Provided data:
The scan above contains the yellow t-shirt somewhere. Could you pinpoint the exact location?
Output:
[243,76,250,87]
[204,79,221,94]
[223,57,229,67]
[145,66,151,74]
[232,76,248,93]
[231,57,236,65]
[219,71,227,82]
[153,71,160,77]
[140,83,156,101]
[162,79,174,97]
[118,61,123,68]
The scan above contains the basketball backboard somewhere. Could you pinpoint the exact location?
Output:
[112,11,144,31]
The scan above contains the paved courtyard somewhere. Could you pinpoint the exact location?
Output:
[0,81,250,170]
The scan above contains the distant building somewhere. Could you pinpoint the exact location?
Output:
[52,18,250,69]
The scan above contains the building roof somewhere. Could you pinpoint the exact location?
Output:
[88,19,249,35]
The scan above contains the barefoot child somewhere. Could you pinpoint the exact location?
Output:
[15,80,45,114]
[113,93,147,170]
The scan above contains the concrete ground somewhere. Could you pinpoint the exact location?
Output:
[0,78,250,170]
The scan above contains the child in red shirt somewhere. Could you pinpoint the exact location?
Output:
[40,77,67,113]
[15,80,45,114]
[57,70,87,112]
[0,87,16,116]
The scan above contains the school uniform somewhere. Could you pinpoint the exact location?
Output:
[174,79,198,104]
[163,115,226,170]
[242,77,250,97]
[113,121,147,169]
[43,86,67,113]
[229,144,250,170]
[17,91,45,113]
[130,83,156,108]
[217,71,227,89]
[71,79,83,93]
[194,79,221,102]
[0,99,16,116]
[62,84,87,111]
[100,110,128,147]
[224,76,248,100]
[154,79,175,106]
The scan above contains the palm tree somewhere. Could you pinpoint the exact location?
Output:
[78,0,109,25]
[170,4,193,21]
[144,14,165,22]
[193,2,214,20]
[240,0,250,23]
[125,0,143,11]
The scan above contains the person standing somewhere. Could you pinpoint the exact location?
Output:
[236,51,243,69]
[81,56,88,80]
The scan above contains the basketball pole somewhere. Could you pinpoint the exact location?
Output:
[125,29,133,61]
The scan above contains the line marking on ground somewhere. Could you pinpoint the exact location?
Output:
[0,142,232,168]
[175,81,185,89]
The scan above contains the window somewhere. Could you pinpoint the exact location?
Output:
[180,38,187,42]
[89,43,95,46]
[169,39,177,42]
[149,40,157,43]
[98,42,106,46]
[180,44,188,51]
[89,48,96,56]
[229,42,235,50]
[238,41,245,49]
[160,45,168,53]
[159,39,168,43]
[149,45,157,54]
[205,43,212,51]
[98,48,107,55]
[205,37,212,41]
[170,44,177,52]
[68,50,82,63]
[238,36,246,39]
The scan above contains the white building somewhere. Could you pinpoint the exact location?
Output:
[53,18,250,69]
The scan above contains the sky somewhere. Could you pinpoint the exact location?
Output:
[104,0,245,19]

Prompt:
Update all the rows above by changing "pinpoint the exact location" to "give the precise position" wherever it occurs, keeping every other part the same.

Complete output:
The scan above contains the yellow t-shirt somewhere. Could you give the precise position?
Output:
[243,76,250,87]
[204,79,221,94]
[223,57,229,67]
[145,66,151,74]
[232,76,248,93]
[231,57,236,65]
[219,71,227,82]
[153,71,160,77]
[140,83,156,101]
[162,79,174,97]
[118,61,123,68]
The scan above contains the basketball backboard somewhere. Could you give the precise position?
Output:
[112,11,144,31]
The scan above contains the paved courtyard somewhere. Could you give the precise position?
Output:
[0,81,250,170]
The scan above contains the distant building somewhere. Could you give the precise position?
Output:
[52,18,250,69]
The scan above contains the building roof somewhere. Could you give the precise position?
Output:
[88,19,249,35]
The scan above contains the barefoot child somewhere. Could you give the precise position?
Output:
[15,80,45,114]
[113,93,147,170]
The scan above contains the concrete ground somewhere. Could you give the precise position?
Output:
[0,78,250,170]
The scan above contains the child in red shirt somewhere. Could you give the precise position?
Output:
[40,77,67,113]
[15,80,45,114]
[57,70,87,112]
[0,87,16,116]
The scan above contains the school uniform somewhere. Could you give the precise position?
Output:
[174,79,198,104]
[163,115,226,170]
[242,77,250,97]
[113,121,147,169]
[43,86,67,113]
[229,144,250,170]
[17,91,45,113]
[130,83,156,108]
[217,71,227,89]
[71,79,83,93]
[194,79,221,102]
[0,99,16,116]
[62,84,87,111]
[100,110,128,147]
[224,76,248,100]
[154,79,175,106]
The scan above contains the palm tree somewhere. Could you give the precise position?
Output:
[78,0,109,25]
[170,4,193,21]
[144,14,165,22]
[193,2,214,20]
[240,0,250,23]
[125,0,143,11]
The scan above contains the person standing somewhere. Could you give the precise position?
Output:
[236,51,243,69]
[81,56,88,80]
The scan above contains the basketball pole somewhere. Could you give the precise position?
Output:
[125,29,133,61]
The scan above contains the line marking on ground somewhere. Could you give the precise position?
Output:
[0,142,232,168]
[175,81,185,89]
The scan above contains the window somewhere. Could you give the precise position?
Output:
[180,38,187,42]
[89,43,95,46]
[169,39,177,42]
[149,40,157,43]
[98,42,106,46]
[180,44,188,51]
[89,48,96,56]
[229,42,235,50]
[238,41,245,49]
[160,45,168,53]
[159,39,168,43]
[149,45,157,54]
[205,43,212,51]
[98,48,107,55]
[205,37,212,41]
[170,44,177,52]
[68,50,82,63]
[238,36,246,39]
The scan above contains the white building somewhere. Could you give the precise position?
Output:
[53,18,250,69]
The scan above contains the sky somewhere. Could you give the precise position?
Output:
[104,0,245,19]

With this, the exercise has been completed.